• Given entries:
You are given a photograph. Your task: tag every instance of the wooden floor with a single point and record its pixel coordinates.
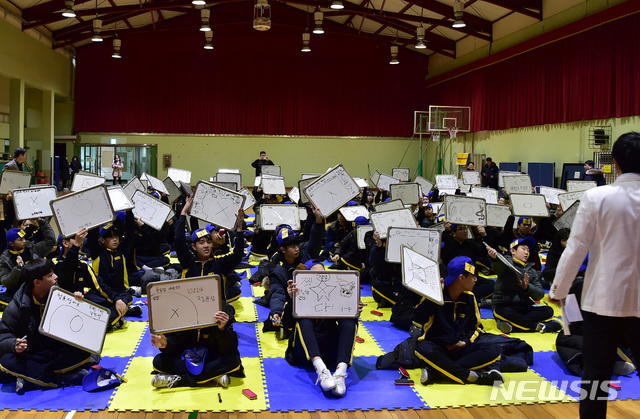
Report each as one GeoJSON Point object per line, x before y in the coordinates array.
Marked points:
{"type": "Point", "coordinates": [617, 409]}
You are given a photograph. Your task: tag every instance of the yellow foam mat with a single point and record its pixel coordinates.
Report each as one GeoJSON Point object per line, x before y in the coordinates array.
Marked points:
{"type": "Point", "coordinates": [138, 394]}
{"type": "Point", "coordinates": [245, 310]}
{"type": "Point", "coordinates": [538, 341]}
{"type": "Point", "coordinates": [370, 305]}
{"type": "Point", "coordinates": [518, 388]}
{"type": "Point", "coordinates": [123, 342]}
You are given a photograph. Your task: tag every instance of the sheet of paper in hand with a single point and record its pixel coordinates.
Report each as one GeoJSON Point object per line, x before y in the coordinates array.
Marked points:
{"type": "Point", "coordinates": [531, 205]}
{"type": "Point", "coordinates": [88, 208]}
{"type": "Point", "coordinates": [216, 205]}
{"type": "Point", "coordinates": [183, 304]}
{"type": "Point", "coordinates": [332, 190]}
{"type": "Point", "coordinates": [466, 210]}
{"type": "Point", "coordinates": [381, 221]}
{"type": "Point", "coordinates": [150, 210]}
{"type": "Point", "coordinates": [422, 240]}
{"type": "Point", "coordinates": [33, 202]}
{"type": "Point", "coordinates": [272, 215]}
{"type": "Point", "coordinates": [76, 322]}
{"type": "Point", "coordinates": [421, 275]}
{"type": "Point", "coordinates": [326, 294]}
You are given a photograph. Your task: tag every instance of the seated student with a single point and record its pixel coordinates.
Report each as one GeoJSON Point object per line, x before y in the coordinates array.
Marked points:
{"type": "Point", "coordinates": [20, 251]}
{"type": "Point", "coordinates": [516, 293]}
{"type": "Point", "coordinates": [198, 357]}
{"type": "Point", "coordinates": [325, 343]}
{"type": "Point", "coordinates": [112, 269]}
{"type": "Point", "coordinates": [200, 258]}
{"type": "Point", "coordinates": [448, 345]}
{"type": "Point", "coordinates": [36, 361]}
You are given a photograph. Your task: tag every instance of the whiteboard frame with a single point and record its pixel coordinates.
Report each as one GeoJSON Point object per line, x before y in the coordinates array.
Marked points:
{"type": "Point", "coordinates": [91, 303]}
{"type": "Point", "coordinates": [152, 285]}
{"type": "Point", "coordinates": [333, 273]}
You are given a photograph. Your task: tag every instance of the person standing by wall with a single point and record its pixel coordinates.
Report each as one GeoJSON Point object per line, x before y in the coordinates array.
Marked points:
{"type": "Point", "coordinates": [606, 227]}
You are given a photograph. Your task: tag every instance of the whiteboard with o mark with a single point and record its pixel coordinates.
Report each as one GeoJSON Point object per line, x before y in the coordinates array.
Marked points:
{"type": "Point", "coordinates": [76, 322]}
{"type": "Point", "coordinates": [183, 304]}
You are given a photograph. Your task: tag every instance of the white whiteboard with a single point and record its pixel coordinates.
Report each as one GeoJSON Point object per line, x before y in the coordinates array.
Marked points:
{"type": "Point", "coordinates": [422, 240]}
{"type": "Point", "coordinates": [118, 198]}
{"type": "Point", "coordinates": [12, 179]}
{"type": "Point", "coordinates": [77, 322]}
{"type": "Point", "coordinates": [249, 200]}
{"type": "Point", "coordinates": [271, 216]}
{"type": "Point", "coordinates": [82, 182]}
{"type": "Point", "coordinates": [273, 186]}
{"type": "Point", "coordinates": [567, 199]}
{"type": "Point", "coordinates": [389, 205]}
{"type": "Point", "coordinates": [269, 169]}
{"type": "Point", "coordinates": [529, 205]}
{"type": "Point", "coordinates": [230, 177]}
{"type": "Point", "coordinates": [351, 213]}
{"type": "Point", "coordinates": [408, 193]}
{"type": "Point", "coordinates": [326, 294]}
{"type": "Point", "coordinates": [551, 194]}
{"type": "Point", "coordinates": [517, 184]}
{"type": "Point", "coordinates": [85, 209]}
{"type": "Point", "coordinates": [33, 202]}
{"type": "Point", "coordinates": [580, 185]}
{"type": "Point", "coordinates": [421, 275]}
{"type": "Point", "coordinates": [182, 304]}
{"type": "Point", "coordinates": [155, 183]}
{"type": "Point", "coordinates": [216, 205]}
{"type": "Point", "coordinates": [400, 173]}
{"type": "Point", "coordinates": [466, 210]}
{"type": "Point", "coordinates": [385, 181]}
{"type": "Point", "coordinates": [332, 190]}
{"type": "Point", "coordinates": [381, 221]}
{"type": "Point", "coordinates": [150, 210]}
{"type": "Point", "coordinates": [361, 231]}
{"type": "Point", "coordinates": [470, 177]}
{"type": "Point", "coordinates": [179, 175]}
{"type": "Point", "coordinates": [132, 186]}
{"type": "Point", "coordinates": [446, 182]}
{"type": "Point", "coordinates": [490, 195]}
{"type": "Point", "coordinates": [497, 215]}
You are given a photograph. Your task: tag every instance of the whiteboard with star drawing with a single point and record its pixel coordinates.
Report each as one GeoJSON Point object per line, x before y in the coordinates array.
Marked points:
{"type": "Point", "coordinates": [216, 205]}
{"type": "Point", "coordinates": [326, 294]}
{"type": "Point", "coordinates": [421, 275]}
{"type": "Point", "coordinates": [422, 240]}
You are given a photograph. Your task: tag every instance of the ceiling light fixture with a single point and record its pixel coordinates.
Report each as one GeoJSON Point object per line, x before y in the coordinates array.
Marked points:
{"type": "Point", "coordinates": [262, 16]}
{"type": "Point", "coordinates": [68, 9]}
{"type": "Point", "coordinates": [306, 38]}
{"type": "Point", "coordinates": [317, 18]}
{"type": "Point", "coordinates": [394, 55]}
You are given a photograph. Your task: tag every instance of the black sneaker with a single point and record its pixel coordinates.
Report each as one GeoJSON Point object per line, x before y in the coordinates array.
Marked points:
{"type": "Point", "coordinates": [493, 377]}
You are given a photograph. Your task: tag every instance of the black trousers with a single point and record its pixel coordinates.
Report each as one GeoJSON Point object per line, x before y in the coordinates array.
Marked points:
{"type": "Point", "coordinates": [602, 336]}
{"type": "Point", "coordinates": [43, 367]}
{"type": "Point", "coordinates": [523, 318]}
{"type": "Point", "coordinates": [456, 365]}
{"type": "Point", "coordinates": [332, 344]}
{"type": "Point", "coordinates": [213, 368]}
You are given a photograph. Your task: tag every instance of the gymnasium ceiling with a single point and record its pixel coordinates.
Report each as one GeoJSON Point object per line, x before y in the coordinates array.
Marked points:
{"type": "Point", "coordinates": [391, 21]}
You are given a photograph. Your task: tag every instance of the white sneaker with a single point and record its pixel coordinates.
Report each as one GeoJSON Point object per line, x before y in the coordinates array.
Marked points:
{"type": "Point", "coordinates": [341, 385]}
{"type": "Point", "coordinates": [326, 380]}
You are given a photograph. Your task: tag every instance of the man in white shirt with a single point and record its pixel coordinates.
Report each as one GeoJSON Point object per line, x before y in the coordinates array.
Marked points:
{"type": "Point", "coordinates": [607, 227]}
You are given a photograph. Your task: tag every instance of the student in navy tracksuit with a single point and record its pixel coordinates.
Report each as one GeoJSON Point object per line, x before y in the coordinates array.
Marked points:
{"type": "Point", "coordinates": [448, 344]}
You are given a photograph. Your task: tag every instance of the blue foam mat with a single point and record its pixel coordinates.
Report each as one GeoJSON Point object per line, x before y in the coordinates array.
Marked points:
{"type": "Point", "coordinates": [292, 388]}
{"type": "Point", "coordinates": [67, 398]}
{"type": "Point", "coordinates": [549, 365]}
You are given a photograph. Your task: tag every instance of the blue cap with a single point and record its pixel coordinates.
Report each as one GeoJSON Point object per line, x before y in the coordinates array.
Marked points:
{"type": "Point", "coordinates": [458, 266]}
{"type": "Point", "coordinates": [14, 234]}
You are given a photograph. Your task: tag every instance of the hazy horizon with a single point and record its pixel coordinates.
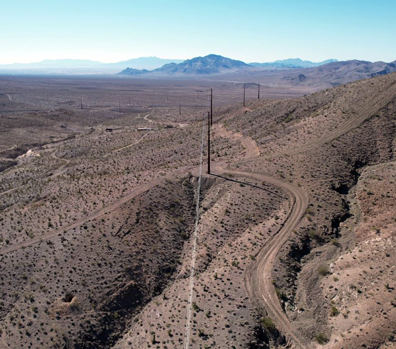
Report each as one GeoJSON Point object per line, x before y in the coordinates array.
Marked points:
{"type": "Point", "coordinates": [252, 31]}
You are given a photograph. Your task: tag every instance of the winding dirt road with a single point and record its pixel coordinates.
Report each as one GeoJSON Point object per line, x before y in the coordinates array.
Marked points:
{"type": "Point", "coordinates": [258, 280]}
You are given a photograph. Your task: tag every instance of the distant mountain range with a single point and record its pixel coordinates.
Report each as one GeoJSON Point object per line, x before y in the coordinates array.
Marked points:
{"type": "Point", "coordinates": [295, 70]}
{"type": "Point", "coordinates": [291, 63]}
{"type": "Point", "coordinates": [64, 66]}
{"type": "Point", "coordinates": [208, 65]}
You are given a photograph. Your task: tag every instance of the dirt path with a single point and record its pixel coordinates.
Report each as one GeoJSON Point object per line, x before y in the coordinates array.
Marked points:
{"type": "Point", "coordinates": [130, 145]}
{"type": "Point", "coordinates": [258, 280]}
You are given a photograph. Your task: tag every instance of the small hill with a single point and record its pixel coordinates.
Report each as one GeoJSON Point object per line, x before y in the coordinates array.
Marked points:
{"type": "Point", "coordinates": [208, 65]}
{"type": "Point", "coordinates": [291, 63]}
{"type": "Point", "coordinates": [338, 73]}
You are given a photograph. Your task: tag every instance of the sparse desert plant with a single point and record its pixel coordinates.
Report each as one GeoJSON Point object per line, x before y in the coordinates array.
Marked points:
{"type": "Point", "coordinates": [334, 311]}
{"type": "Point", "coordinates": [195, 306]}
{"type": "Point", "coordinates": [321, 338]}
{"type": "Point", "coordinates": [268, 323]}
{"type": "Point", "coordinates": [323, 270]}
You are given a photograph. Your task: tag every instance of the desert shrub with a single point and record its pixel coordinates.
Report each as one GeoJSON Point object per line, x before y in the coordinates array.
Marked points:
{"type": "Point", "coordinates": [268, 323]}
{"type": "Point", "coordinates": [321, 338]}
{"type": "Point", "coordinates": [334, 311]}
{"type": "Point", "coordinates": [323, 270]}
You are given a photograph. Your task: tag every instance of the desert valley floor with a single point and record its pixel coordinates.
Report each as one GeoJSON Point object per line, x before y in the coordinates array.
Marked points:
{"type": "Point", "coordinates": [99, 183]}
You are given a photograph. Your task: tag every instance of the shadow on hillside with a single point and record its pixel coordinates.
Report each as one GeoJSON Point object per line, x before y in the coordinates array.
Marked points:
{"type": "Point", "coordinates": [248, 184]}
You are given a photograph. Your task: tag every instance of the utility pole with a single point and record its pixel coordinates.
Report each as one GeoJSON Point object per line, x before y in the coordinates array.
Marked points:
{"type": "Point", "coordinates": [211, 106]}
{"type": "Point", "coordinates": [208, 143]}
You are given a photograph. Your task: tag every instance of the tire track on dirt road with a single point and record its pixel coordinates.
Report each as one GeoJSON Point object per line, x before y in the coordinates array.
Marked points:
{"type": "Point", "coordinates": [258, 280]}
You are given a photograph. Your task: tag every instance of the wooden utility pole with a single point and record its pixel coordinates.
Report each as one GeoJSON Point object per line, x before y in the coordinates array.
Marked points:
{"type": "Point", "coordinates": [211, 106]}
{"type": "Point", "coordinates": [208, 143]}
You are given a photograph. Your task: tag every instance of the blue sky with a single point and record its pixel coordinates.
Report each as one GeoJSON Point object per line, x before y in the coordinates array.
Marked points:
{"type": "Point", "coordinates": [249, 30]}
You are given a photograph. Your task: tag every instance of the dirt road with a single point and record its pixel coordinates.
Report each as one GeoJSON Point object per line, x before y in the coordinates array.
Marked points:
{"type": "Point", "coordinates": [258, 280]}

• Problem description: Repeat exactly, and only, the lines from the one containing "the wooden utility" through the end of the material.

• Response for this exercise:
You are given a photograph. Your task: tag every instance of the wooden utility pole with a single point and record its pixel coordinates.
Report each as one GeoJSON Point object per line, x before y in the coordinates array.
Marked points:
{"type": "Point", "coordinates": [211, 106]}
{"type": "Point", "coordinates": [208, 143]}
You are given a photograph. Your task: tag every instance of the blue sky with a single point and record its pixel coordinates.
Report each as one GeoJSON Point object per line, x before y in the coordinates array.
Marked points:
{"type": "Point", "coordinates": [249, 30]}
You are given a photograph. Your task: tag every instance of the dirt road with a single point and record its pixel coordinates.
Report each as one GeoJSON Point object per line, x before y in the coordinates array.
Marked points:
{"type": "Point", "coordinates": [258, 280]}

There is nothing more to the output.